ASSIGNMENT >> Without the pictures, copy all the entries below exactly.

DATA EXTRACT >>

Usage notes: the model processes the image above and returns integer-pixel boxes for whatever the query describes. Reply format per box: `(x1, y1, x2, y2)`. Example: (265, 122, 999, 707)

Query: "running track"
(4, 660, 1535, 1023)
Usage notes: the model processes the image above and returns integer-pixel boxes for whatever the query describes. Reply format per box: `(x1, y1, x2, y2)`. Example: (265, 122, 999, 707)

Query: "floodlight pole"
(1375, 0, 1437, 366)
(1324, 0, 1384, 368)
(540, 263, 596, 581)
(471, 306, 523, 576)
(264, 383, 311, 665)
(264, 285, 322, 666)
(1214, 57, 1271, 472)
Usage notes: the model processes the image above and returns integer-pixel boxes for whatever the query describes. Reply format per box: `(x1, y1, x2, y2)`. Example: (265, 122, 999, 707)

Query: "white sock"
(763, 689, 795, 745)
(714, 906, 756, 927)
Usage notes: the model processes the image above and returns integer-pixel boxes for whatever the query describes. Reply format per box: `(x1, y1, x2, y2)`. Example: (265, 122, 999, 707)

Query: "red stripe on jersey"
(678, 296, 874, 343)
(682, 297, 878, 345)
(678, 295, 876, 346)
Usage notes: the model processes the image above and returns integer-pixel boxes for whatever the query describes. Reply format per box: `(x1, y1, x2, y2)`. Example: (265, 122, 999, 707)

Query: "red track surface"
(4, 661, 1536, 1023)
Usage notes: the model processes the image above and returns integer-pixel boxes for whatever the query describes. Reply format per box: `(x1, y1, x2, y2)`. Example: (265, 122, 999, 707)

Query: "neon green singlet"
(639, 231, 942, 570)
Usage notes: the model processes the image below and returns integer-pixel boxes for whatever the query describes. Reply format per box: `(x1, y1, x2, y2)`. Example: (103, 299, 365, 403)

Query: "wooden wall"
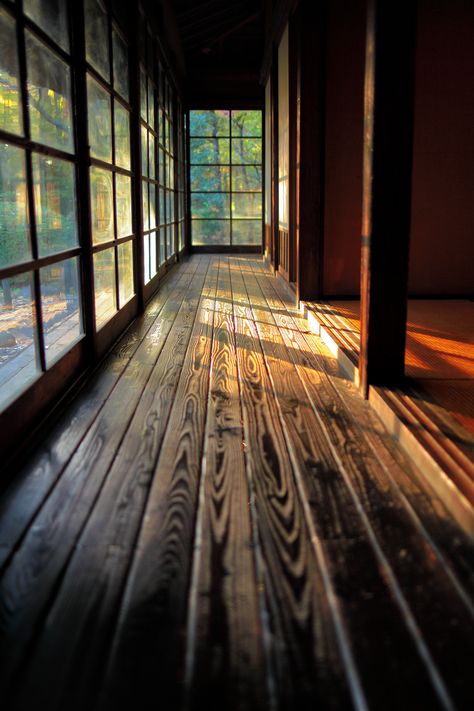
(409, 0, 474, 295)
(322, 0, 366, 297)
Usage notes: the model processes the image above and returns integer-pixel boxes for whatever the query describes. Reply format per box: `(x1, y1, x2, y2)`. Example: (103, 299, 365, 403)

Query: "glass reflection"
(40, 257, 82, 366)
(90, 166, 113, 244)
(118, 241, 134, 305)
(94, 247, 116, 327)
(0, 272, 39, 408)
(33, 154, 77, 256)
(87, 75, 112, 163)
(26, 32, 73, 152)
(116, 173, 132, 238)
(0, 9, 23, 136)
(0, 144, 30, 269)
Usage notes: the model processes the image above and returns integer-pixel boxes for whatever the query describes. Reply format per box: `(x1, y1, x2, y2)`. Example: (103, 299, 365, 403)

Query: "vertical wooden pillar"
(130, 8, 145, 312)
(288, 13, 298, 283)
(359, 0, 416, 396)
(71, 0, 97, 359)
(295, 0, 326, 302)
(270, 47, 279, 271)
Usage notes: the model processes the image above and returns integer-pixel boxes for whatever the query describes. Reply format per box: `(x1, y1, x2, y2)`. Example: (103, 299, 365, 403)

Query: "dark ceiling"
(169, 0, 266, 105)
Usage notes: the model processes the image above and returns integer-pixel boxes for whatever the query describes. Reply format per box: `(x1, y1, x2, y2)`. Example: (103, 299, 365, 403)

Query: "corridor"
(0, 255, 473, 710)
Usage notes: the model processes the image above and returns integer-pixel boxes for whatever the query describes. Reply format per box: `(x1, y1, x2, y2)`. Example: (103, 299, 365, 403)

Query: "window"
(189, 109, 262, 247)
(0, 0, 186, 427)
(278, 27, 289, 231)
(85, 0, 134, 328)
(0, 1, 82, 410)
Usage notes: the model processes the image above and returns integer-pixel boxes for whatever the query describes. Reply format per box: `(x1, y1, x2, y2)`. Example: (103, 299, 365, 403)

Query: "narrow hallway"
(0, 255, 472, 710)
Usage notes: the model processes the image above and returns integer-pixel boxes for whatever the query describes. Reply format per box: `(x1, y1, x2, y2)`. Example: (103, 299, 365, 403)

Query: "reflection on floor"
(324, 299, 474, 436)
(0, 255, 473, 710)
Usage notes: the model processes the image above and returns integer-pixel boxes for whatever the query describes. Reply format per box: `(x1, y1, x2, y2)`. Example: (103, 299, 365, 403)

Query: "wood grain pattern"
(254, 257, 474, 709)
(230, 258, 353, 710)
(96, 258, 219, 710)
(184, 258, 266, 711)
(0, 255, 472, 711)
(0, 258, 202, 572)
(0, 259, 207, 706)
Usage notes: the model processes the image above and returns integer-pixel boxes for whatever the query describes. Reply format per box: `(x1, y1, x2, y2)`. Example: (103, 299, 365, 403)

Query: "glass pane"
(159, 227, 165, 265)
(142, 181, 149, 231)
(190, 138, 230, 165)
(112, 29, 128, 100)
(189, 110, 229, 137)
(192, 219, 230, 246)
(167, 224, 173, 257)
(116, 173, 132, 238)
(0, 144, 30, 268)
(149, 230, 157, 279)
(231, 138, 262, 164)
(232, 166, 262, 192)
(33, 154, 77, 257)
(24, 0, 69, 52)
(232, 193, 262, 219)
(231, 110, 262, 137)
(232, 220, 262, 245)
(190, 166, 230, 192)
(148, 133, 155, 179)
(159, 187, 165, 225)
(26, 32, 73, 152)
(40, 257, 82, 366)
(140, 68, 147, 121)
(87, 75, 111, 162)
(159, 148, 165, 184)
(0, 273, 39, 407)
(149, 183, 156, 229)
(85, 0, 109, 80)
(118, 241, 134, 305)
(90, 166, 113, 244)
(94, 247, 116, 328)
(147, 82, 154, 130)
(114, 102, 130, 170)
(141, 125, 147, 176)
(143, 233, 150, 283)
(157, 107, 163, 145)
(0, 9, 23, 136)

SOLUTION BELOW >>
Usage notes: the model processes the image above and returns integer-pixel boxes for whatever the query describes. Reply format per box: `(x1, y1, x2, y2)`. Example: (265, 122, 999, 707)

Query: "running track"
(4, 660, 1535, 1023)
Usage notes: the model processes the image above and returns integer-pixel boxes for whatever the query describes. Reply format per box: `(x1, y1, x2, y2)`. Example: (265, 122, 999, 707)

Query: "floodlight pole"
(1375, 0, 1437, 366)
(1324, 0, 1384, 368)
(540, 263, 596, 581)
(471, 306, 523, 576)
(264, 383, 311, 665)
(264, 285, 322, 666)
(1214, 57, 1271, 472)
Usage notes: the model processes the image above and returns integer-pixel boxes for whatever the query describes. Reply format per box: `(x1, y1, x2, y2)`. Example: (265, 122, 999, 707)

Query: "white sock"
(763, 689, 795, 745)
(714, 906, 756, 927)
Usage notes: the model processes the image above and returns integer-pixel boxes for whatever the query describes. Reply format per box: `(x1, y1, x2, y2)`. Example: (265, 122, 999, 707)

Query: "red stripe on jersey"
(678, 296, 874, 343)
(682, 297, 878, 345)
(678, 295, 876, 346)
Usage notes: the model processes the image above and returns integer-pixel boxes for whatever the query describes. Reply format per box: `(x1, y1, x2, y2)`. Example: (265, 122, 999, 707)

Query: "red track surface"
(4, 661, 1536, 1023)
Usage notes: the model processes the image above and returns integer-pixel boxes for whatever the query describes. Reply format per box: `(x1, y1, x2, y2)`. Example: (265, 122, 999, 707)

Query: "neon green singlet"
(639, 231, 942, 570)
Usage notes: the model processes the image below and returns integer-pixel boxes for whatever the query describes. Reply format per box: `(x1, y1, x2, y2)`. Example: (103, 299, 365, 403)

Query: "wooden wall"
(409, 0, 474, 295)
(322, 0, 366, 297)
Usage notes: the model processes the image above and returns integer-pixel boxes for whatever the query describes. Reply format per box: `(x1, y1, x2, y2)`. Example: (103, 299, 365, 403)

Query: "glass reflection"
(40, 257, 82, 366)
(90, 166, 113, 244)
(118, 241, 134, 305)
(94, 247, 116, 327)
(0, 272, 39, 408)
(33, 154, 77, 256)
(87, 75, 112, 163)
(26, 32, 73, 152)
(116, 173, 132, 238)
(0, 9, 23, 136)
(0, 144, 30, 269)
Usage notes: the model processes the image above and returns integer-pixel boxes for whatever the query describes. Reply format per box: `(x1, y1, x2, y2)`. Example: (103, 299, 365, 403)

Query: "vertical wooden pillar"
(130, 8, 145, 312)
(288, 13, 298, 283)
(359, 0, 416, 396)
(71, 0, 97, 359)
(295, 0, 326, 302)
(270, 47, 279, 271)
Usage notes: the model processes the image above and returns integer-pixel boxes for whatever the query describes. Reply format per box: `(x1, y1, x2, y2)`. Example: (103, 299, 365, 403)

Query: "dark ceiling"
(169, 0, 266, 105)
Usage notes: the model processes the image above and returns integer-pixel boxes for whatever the query describes. Reply format per box: `(x1, y1, x2, y2)`. Example: (103, 299, 365, 403)

Query: "corridor"
(0, 255, 473, 710)
Usage notes: the model processes the image above and returns integer-pixel boxes for whatever the query describes. Reply format per box: `(x1, y1, x2, y2)`. Example: (103, 299, 365, 403)

Query: "window"
(189, 109, 262, 247)
(0, 0, 186, 427)
(278, 27, 289, 231)
(85, 0, 134, 328)
(0, 1, 82, 410)
Usage notes: the model processes the image above and returns integer-pixel boxes for whatever the query describes. Reply format per box: `(x1, y1, x2, y2)`. Example: (103, 299, 365, 403)

Query: "narrow hallway"
(0, 255, 472, 710)
Usage notes: the model processes the image above and returns integer-pixel boxes for whatever the query describes. Reply format per box: `(x1, y1, x2, y2)`. Example: (103, 299, 365, 403)

Query: "reflection on floor"
(324, 299, 474, 436)
(0, 255, 473, 710)
Usage notes: the model processes the image above and returns integer-pixel boxes for whatever the query describes. Reply format per box: `(x1, y1, x2, y2)`. Example: (103, 299, 365, 403)

Query: "wood grain pattern"
(254, 257, 474, 709)
(230, 258, 353, 710)
(96, 258, 219, 710)
(184, 258, 266, 711)
(0, 255, 472, 711)
(0, 258, 202, 572)
(0, 259, 207, 706)
Usage notes: the model processes the image above and returns integer-pixel boxes for whatever the query describes. Reply format per box: `(x1, y1, x2, y2)`. Example: (103, 299, 365, 403)

Query: "glass pane"
(159, 227, 165, 265)
(142, 181, 149, 231)
(190, 138, 230, 165)
(112, 29, 128, 100)
(189, 110, 229, 137)
(192, 219, 230, 246)
(167, 224, 173, 257)
(116, 173, 132, 238)
(0, 144, 30, 268)
(149, 230, 157, 279)
(231, 138, 262, 164)
(232, 166, 262, 192)
(33, 154, 77, 257)
(24, 0, 69, 52)
(232, 193, 262, 219)
(231, 110, 262, 137)
(232, 220, 262, 245)
(190, 166, 230, 192)
(148, 133, 155, 179)
(159, 187, 165, 225)
(26, 32, 73, 152)
(40, 257, 82, 366)
(140, 68, 147, 121)
(87, 75, 111, 162)
(159, 148, 165, 184)
(0, 273, 39, 407)
(149, 183, 156, 229)
(85, 0, 109, 80)
(118, 241, 134, 305)
(90, 166, 113, 244)
(94, 247, 116, 328)
(147, 82, 154, 130)
(114, 102, 130, 170)
(141, 125, 147, 176)
(143, 233, 150, 283)
(157, 107, 163, 145)
(0, 9, 23, 136)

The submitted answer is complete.